Short problem
Return every line of the entries below that contains the string "white". Case counts, so a line matches only if the letters appear in that same case.

- - -

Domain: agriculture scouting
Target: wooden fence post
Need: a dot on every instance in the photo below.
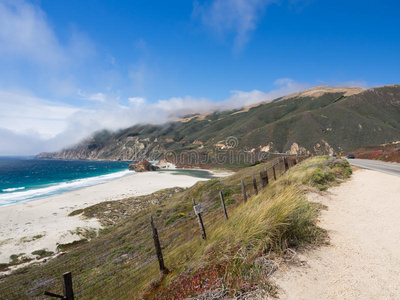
(266, 177)
(243, 191)
(279, 166)
(261, 179)
(67, 288)
(273, 170)
(67, 285)
(285, 163)
(223, 205)
(255, 185)
(160, 258)
(200, 220)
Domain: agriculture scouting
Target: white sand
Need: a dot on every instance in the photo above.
(363, 258)
(49, 216)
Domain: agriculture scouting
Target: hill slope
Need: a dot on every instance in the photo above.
(321, 120)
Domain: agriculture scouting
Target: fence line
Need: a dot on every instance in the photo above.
(264, 180)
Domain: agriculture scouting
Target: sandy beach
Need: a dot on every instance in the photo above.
(43, 223)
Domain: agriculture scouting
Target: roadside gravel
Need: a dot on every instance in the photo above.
(362, 260)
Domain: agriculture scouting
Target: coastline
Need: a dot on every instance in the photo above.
(43, 223)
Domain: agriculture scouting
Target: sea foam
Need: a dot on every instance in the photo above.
(15, 195)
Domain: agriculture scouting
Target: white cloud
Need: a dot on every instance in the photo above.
(285, 86)
(137, 100)
(97, 97)
(180, 106)
(37, 125)
(238, 17)
(23, 113)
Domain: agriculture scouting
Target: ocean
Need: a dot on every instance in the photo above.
(28, 178)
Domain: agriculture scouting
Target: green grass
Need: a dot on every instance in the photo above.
(120, 262)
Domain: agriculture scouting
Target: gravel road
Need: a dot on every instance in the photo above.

- - -

The reply
Target: white sand
Target: white cloud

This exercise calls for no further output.